• **WHAT IS REQUIRED**
Reproduce the records below line for line, without changing anything, and omit the pictures from your copy.
# Start of DATA EXCERPTS
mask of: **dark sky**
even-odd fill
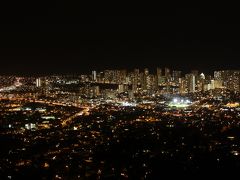
[[[100,16],[80,11],[55,3],[4,13],[0,72],[88,73],[157,66],[211,72],[240,67],[237,13],[177,8],[160,16]]]

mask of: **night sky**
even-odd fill
[[[234,12],[178,8],[161,16],[100,16],[78,11],[56,3],[3,14],[1,74],[157,66],[208,73],[240,67],[240,21]]]

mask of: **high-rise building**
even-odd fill
[[[214,79],[221,80],[222,85],[232,91],[240,91],[240,71],[214,71]]]
[[[93,80],[94,82],[97,81],[97,72],[96,72],[96,71],[92,71],[92,80]]]
[[[42,85],[41,79],[40,79],[40,78],[37,78],[37,79],[36,79],[36,86],[37,86],[37,87],[41,87],[41,85]]]
[[[162,69],[157,68],[157,85],[159,86],[161,83],[161,77],[162,77]]]
[[[175,83],[178,83],[179,82],[179,78],[181,78],[181,71],[173,71],[172,72],[172,77],[173,77],[173,81]]]
[[[186,74],[187,79],[187,85],[188,85],[188,92],[195,92],[195,86],[196,86],[196,79],[194,74]]]

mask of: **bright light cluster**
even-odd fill
[[[169,106],[173,107],[187,107],[191,104],[192,102],[188,99],[182,99],[182,98],[174,98],[170,103]]]

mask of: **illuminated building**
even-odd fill
[[[157,68],[157,85],[161,84],[161,77],[162,77],[162,69]]]
[[[240,71],[214,71],[214,79],[222,81],[224,87],[232,91],[240,91]]]
[[[188,92],[195,92],[196,86],[196,77],[194,74],[186,74],[187,85],[188,85]]]
[[[181,78],[181,71],[173,71],[172,72],[172,77],[173,77],[173,81],[175,83],[179,83],[179,78]]]
[[[36,79],[36,86],[37,86],[37,87],[41,87],[41,85],[42,85],[42,84],[41,84],[41,79],[40,79],[40,78],[37,78],[37,79]]]
[[[96,71],[92,71],[92,80],[97,81],[97,72]]]

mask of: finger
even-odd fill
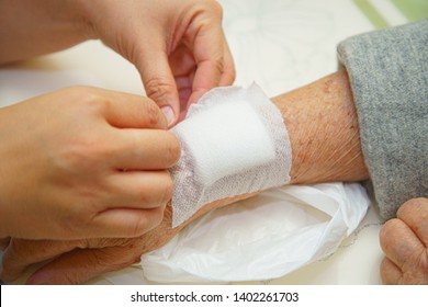
[[[415,254],[424,250],[424,245],[413,230],[401,219],[390,219],[380,232],[381,248],[386,257],[401,270]]]
[[[180,114],[180,102],[166,47],[151,42],[142,48],[136,67],[142,76],[146,94],[164,112],[168,126],[172,126]]]
[[[201,29],[194,39],[196,71],[189,103],[196,102],[206,91],[217,87],[223,73],[224,46],[221,26]]]
[[[224,39],[224,64],[223,64],[223,72],[219,78],[218,86],[226,87],[230,86],[235,81],[236,71],[235,71],[235,64],[234,59],[232,57],[232,53],[229,49],[229,46],[226,42],[226,38]]]
[[[2,274],[4,281],[14,281],[31,265],[50,260],[82,245],[83,241],[50,241],[12,239],[3,253]]]
[[[381,277],[385,285],[397,285],[401,284],[403,272],[394,262],[384,258],[381,263]]]
[[[139,257],[122,247],[74,250],[37,270],[27,284],[83,284],[103,273],[126,268]]]
[[[397,217],[428,246],[428,198],[414,198],[398,209]]]
[[[119,128],[167,128],[167,120],[151,100],[102,89],[97,91],[105,102],[104,116],[110,125]]]
[[[93,238],[134,238],[142,236],[160,224],[165,206],[148,209],[112,208],[95,215],[88,229]]]
[[[9,242],[10,242],[10,237],[8,237],[8,238],[0,238],[0,249],[2,251],[4,251],[5,248],[9,246]]]
[[[168,169],[181,154],[178,138],[168,130],[123,129],[112,136],[111,144],[111,164],[122,170]]]
[[[168,171],[119,172],[108,179],[110,207],[156,208],[171,200]]]

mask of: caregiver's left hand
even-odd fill
[[[180,229],[171,229],[171,207],[168,206],[162,223],[138,238],[69,241],[10,239],[4,249],[0,278],[14,281],[31,265],[43,263],[29,277],[27,284],[83,284],[103,273],[138,262],[143,253],[160,248]]]
[[[207,90],[234,81],[217,1],[79,2],[89,35],[136,66],[147,95],[172,121],[170,125]]]

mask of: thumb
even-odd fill
[[[180,114],[180,101],[165,48],[151,45],[140,53],[136,62],[147,96],[160,107],[168,126],[172,126]]]

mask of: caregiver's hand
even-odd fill
[[[180,155],[166,127],[151,100],[95,88],[0,109],[0,238],[135,237],[156,227]]]
[[[406,202],[380,234],[385,284],[428,284],[428,198]]]
[[[82,284],[103,273],[139,261],[182,228],[171,228],[171,207],[162,223],[147,234],[129,239],[23,240],[11,239],[4,250],[0,277],[14,281],[32,264],[43,265],[26,281],[30,284]]]
[[[89,35],[136,66],[147,95],[161,106],[170,125],[207,90],[235,79],[217,1],[79,3],[90,25]]]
# End of DATA EXCERPTS
• **RESULT OF THIS TASK**
mask of: **dark sky**
even-odd fill
[[[100,16],[80,11],[55,3],[4,13],[0,72],[88,73],[157,66],[211,72],[240,67],[237,13],[177,8],[160,16]]]

mask of: **night sky**
even-odd fill
[[[234,12],[178,8],[161,16],[100,16],[78,11],[56,3],[3,14],[1,74],[157,66],[208,73],[240,67],[240,21]]]

mask of: **high-rise building**
even-odd fill
[[[214,79],[221,80],[222,85],[232,91],[240,91],[240,71],[214,71]]]
[[[93,80],[94,82],[97,81],[97,72],[96,72],[96,71],[92,71],[92,80]]]
[[[42,85],[41,79],[40,79],[40,78],[37,78],[37,79],[36,79],[36,86],[37,86],[37,87],[41,87],[41,85]]]
[[[162,69],[157,68],[157,85],[159,86],[161,83],[161,77],[162,77]]]
[[[175,83],[178,83],[179,82],[179,78],[181,78],[181,71],[173,71],[172,72],[172,77],[173,77],[173,81]]]
[[[186,74],[187,79],[187,85],[188,85],[188,92],[195,92],[195,86],[196,86],[196,79],[194,74]]]

mask of: **bright light cluster**
even-odd fill
[[[169,106],[173,107],[187,107],[191,104],[192,102],[188,99],[182,99],[182,98],[174,98],[170,103]]]

mask of: **illuminated building**
even-odd fill
[[[157,68],[157,85],[161,84],[161,77],[162,77],[162,69]]]
[[[240,71],[214,71],[214,79],[222,81],[224,87],[232,91],[240,91]]]
[[[188,92],[195,92],[196,86],[196,77],[194,74],[186,74],[187,85],[188,85]]]
[[[181,78],[181,71],[173,71],[172,72],[172,77],[173,77],[173,81],[175,83],[179,83],[179,78]]]
[[[36,79],[36,86],[37,86],[37,87],[41,87],[41,85],[42,85],[42,84],[41,84],[41,79],[40,79],[40,78],[37,78],[37,79]]]
[[[96,71],[92,71],[92,80],[97,81],[97,72]]]

mask of: finger
even-odd fill
[[[415,254],[424,250],[424,245],[413,230],[401,219],[390,219],[380,232],[381,248],[386,257],[401,270]]]
[[[180,114],[180,102],[166,47],[151,42],[142,48],[136,67],[142,76],[146,94],[164,112],[168,126],[172,126]]]
[[[201,29],[194,39],[196,71],[189,103],[196,102],[206,91],[217,87],[223,73],[224,46],[221,26]]]
[[[224,39],[224,64],[223,64],[223,72],[219,78],[218,86],[226,87],[230,86],[235,81],[236,71],[235,71],[235,64],[234,59],[232,57],[232,53],[229,49],[229,46],[226,42],[226,38]]]
[[[2,274],[4,281],[14,281],[31,265],[50,260],[82,245],[83,241],[50,241],[12,239],[3,253]]]
[[[381,277],[385,285],[397,285],[401,284],[403,272],[394,262],[384,258],[381,263]]]
[[[139,257],[122,247],[74,250],[37,270],[27,284],[83,284],[103,273],[126,268]]]
[[[397,217],[428,246],[428,198],[414,198],[398,209]]]
[[[119,128],[167,128],[167,120],[151,100],[102,89],[97,91],[105,102],[104,116],[110,125]]]
[[[93,238],[134,238],[142,236],[160,224],[165,206],[148,209],[112,208],[95,215],[88,229]]]
[[[9,242],[10,242],[10,237],[8,237],[8,238],[0,238],[0,249],[2,251],[4,251],[5,248],[9,246]]]
[[[168,169],[181,154],[178,138],[168,130],[123,129],[112,136],[111,144],[111,164],[122,170]]]
[[[168,171],[119,172],[108,179],[110,207],[156,208],[171,200]]]

mask of: caregiver's left hand
even-odd fill
[[[180,229],[171,229],[171,207],[168,206],[162,223],[138,238],[69,241],[10,239],[4,249],[0,278],[14,281],[31,265],[43,263],[29,277],[27,284],[83,284],[103,273],[138,262],[143,253],[160,248]]]
[[[207,90],[234,81],[217,1],[79,2],[89,35],[136,66],[147,95],[172,121],[170,125]]]

mask of: thumb
even-odd fill
[[[180,114],[180,101],[165,48],[151,45],[140,53],[136,62],[147,96],[160,107],[168,126],[172,126]]]

mask of: caregiver's hand
even-odd fill
[[[180,155],[166,127],[151,100],[95,88],[0,109],[0,238],[135,237],[156,227]]]
[[[406,202],[380,234],[385,284],[428,284],[428,198]]]
[[[82,284],[103,273],[139,261],[182,228],[171,228],[171,207],[162,223],[147,234],[129,239],[23,240],[11,239],[4,250],[0,277],[14,281],[32,264],[43,265],[26,281],[30,284]]]
[[[89,35],[136,66],[147,95],[161,106],[170,125],[207,90],[235,79],[217,1],[79,3],[90,25]]]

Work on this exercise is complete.